## About this exercise
Transcribe the whole listing below. Pictures do not go in the copy.

## Exercise materials

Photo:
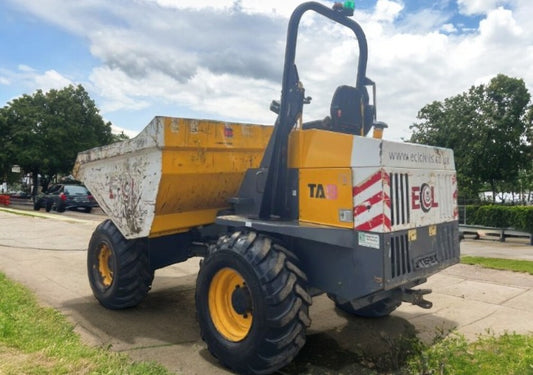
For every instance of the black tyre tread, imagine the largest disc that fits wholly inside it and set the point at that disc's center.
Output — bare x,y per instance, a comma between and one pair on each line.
286,302
133,277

## Solution to this problem
Photo:
For every instance of the black tyre tread, imagine the largest disc that fits wholly inside it and set the point at that disc's center.
Output — bare x,y per instance, a comma between and one pair on each line.
286,302
133,277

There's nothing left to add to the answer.